▸ Dokumentauszug:
Eine Cyber Attacke stellt für jedes Unternehmen eine echte Krisensituation dar. Art und Ausmaß variieren dabei. Sobald allerdings das Unternehmen bzw. die IT-Infrastruktur vollständig verschlüsselt ist und Datensätze exfiltriert wurden, ist jedem Geschäftsführer und jedem Beschäftigten klar, dass sich das Unternehmen in einer echten und existenziellen Krisensituation befindet.

    

Das Zielunternehmen hat nunmehr mit allen Stakeholdern umgehend in den Austausch zu gehen und auch die Meldepflichten (u.a. Art. 33 DS-GVO) zu erfüllen. Für die Entscheider in den Unternehmen und für die IT gilt nun: „Bring back to business", denn ansonsten sind die Risiken und Haftungsszenarien nicht mehr kalkulierbar.  Doch auch die Neugier über die Umstände sowie die Identität der Angreifer treibt die Unternehmen bzw. Entscheider an. Dieser Neugier muss in der rechtlichen Beratung deutlich entgegen getreten werden: Denn nicht alle Maßnahmen sind nach deutschem Recht legal. Es bestehen nicht zuletzt auch auf Seiten der „Opfer" Strafbarkeitsrisiken.

▸ Kurzaufgabe 1: Gib aus dem Auszug zur Cyberattacke den Abschnitt zwischen „Eine Cyber Attacke“ und „existenziellen Krisensituation befindet.“ einschließlich beider Stellen wortgetreu zurück.
Der Auszug und die Datenzeilen stammen aus voneinander unabhängigen Quellen.

▸ Übungsdaten:
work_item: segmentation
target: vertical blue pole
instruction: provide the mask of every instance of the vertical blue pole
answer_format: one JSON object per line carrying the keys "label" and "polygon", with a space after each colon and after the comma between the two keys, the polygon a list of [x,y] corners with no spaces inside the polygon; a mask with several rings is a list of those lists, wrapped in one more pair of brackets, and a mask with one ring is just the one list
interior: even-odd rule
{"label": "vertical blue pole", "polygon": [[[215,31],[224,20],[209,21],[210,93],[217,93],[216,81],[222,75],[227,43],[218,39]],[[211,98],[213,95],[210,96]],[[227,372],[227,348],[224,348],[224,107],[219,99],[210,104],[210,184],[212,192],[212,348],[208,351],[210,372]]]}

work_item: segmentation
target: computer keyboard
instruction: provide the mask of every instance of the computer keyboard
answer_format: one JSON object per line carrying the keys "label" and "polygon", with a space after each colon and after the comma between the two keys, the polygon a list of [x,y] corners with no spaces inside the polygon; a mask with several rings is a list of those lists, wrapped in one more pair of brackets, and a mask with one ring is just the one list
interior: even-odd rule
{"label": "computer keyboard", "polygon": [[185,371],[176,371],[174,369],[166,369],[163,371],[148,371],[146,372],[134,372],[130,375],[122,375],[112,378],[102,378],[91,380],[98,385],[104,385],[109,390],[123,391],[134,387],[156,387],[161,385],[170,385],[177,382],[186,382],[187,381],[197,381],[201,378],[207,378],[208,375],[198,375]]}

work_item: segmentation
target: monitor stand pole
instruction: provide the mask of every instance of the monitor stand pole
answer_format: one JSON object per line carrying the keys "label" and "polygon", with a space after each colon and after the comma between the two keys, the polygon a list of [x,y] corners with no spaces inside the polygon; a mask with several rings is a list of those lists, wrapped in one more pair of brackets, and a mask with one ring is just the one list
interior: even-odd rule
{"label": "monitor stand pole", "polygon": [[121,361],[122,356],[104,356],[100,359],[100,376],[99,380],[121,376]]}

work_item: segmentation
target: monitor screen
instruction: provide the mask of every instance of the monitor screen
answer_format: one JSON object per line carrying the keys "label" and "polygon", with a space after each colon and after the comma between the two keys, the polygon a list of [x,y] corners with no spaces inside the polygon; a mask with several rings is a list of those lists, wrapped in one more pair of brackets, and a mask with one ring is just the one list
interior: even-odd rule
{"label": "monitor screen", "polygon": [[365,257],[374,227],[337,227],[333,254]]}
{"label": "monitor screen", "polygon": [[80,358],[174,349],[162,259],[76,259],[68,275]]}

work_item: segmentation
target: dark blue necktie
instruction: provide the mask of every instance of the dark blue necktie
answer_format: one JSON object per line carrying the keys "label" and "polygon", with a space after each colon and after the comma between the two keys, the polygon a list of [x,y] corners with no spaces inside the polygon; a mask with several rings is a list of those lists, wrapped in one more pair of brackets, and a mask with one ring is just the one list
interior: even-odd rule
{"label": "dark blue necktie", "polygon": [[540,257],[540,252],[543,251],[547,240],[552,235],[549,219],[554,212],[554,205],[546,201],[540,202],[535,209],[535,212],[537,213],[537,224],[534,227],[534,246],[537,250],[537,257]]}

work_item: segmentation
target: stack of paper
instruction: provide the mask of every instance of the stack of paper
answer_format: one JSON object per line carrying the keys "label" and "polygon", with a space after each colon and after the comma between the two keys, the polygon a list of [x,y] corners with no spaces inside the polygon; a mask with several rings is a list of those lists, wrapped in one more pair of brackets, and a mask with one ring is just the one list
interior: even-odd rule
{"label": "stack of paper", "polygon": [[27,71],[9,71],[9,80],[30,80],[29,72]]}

▸ Kurzaufgabe 2: Überführe die Datenzeilen vom Anfang bis einschließlich der Zeile mit „instruction: provide the mask of every instance of the vertical“ in eine Markdown-Tabelle mit den Spalten „Nr.“ und „Zeile“. Leerzeilen entfallen.

▸ Lösung 1:
Eine Cyber Attacke stellt für jedes Unternehmen eine echte Krisensituation dar. Art und Ausmaß variieren dabei. Sobald allerdings das Unternehmen bzw. die IT-Infrastruktur vollständig verschlüsselt ist und Datensätze exfiltriert wurden, ist jedem Geschäftsführer und jedem Beschäftigten klar, dass sich das Unternehmen in einer echten und existenziellen Krisensituation befindet.

▸ Lösung 2:
| Nr. | Zeile |
|---|---|
| 1 | work_item: segmentation |
| 2 | target: vertical blue pole |
| 3 | instruction: provide the mask of every instance of the vertical blue pole |